[Data items]
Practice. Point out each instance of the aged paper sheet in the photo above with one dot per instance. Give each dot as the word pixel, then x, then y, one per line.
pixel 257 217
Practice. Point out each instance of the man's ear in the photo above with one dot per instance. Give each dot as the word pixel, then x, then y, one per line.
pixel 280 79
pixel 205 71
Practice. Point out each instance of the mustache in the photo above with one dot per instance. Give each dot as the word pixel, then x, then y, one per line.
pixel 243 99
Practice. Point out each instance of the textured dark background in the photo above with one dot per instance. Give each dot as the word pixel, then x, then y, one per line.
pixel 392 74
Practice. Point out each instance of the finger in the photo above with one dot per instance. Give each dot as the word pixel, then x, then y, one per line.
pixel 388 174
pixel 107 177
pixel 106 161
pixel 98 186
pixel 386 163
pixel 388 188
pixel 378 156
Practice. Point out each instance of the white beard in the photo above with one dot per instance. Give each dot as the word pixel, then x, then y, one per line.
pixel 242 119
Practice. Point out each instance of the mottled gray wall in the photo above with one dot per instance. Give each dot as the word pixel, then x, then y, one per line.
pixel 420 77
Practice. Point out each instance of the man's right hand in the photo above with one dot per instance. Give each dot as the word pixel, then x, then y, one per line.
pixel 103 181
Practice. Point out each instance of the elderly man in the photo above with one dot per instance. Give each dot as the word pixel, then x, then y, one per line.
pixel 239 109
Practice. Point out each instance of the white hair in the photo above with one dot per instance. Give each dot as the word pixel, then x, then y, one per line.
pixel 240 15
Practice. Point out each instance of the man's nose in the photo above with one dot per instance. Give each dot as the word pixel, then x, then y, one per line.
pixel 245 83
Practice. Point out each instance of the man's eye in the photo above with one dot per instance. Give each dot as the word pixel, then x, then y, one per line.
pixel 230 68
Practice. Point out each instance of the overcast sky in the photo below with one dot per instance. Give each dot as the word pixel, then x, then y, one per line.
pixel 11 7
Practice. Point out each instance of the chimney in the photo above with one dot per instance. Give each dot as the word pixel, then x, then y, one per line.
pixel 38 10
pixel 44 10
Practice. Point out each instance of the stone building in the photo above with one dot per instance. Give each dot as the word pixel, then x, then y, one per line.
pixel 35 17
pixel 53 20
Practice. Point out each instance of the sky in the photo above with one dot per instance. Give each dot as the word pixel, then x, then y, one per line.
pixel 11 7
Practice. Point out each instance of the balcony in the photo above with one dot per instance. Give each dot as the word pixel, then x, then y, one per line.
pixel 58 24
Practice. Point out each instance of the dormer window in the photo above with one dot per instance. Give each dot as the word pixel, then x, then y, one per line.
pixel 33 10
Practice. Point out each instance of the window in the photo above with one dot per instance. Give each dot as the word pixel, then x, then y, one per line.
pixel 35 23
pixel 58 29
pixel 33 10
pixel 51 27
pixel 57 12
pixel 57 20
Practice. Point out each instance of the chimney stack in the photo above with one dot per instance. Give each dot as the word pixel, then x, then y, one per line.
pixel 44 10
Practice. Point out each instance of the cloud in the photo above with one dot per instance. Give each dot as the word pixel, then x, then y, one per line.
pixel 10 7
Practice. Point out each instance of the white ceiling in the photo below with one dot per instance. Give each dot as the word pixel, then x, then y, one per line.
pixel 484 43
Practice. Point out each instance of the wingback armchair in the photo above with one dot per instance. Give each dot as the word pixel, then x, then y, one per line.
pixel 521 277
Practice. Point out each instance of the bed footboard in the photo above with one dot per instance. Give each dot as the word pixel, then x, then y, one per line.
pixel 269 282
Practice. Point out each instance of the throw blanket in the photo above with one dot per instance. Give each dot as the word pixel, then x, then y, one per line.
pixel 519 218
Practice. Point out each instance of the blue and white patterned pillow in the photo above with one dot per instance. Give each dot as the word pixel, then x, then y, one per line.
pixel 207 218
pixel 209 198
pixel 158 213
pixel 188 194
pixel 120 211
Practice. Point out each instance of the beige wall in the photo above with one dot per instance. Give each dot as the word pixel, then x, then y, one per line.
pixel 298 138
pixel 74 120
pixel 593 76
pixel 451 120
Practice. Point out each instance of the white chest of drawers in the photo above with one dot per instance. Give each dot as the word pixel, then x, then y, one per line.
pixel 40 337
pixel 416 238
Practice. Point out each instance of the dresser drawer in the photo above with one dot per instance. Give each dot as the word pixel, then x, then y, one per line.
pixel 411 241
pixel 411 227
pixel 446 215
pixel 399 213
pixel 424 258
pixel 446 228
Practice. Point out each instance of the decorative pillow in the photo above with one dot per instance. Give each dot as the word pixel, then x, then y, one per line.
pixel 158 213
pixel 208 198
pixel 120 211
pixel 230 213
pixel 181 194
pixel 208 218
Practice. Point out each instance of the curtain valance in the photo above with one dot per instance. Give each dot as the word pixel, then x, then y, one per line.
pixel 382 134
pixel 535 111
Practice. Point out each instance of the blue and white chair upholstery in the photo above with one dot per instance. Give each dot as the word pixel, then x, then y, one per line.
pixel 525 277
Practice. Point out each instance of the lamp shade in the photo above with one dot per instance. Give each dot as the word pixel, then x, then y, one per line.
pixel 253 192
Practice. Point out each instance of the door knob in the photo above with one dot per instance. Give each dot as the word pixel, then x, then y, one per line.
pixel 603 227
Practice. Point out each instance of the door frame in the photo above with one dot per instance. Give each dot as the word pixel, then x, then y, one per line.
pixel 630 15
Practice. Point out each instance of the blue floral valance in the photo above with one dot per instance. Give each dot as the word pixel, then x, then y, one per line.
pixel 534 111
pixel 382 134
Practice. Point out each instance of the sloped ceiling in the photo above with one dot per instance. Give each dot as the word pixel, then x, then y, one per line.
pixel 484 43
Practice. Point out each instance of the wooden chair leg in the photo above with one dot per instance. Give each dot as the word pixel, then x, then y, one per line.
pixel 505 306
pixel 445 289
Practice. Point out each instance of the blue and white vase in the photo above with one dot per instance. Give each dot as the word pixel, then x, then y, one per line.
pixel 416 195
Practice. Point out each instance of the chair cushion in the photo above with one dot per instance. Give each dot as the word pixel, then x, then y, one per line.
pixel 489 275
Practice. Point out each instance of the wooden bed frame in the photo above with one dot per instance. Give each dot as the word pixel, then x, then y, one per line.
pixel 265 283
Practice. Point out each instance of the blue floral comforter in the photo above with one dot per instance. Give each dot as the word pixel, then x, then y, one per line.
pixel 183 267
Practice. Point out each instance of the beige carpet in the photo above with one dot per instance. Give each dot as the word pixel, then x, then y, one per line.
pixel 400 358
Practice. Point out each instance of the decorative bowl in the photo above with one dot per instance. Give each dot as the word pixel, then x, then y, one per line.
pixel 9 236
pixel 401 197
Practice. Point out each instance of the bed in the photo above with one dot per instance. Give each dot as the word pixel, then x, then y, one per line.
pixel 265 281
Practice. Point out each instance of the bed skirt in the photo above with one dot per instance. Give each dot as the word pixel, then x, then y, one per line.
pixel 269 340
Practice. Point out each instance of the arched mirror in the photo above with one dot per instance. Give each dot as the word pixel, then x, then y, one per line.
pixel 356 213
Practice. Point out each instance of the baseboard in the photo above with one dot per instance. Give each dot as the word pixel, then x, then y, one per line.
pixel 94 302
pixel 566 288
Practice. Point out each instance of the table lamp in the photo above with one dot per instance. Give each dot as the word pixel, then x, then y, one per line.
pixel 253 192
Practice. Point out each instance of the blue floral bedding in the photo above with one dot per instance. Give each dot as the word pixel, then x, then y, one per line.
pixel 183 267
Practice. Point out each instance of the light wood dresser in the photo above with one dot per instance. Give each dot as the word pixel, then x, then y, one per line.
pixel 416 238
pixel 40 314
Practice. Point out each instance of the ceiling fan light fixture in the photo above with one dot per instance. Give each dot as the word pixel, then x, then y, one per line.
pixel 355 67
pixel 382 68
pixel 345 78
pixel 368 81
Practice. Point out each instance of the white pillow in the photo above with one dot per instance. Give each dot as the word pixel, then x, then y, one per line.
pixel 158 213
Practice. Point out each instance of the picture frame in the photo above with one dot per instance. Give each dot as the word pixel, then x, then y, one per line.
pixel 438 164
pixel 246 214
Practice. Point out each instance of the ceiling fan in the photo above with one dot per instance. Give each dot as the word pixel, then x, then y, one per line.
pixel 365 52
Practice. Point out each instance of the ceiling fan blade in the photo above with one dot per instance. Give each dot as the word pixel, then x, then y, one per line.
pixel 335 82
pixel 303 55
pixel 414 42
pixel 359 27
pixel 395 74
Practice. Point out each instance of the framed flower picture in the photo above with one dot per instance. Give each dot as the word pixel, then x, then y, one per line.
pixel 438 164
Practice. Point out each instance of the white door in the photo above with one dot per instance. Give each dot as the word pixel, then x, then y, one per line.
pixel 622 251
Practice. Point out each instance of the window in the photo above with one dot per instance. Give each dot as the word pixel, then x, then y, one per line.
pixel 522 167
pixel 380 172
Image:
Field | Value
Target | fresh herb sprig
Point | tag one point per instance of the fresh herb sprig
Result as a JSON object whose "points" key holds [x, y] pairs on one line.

Work request
Give the number of lines containing "herb" in the entries, and no other text.

Solution for this task
2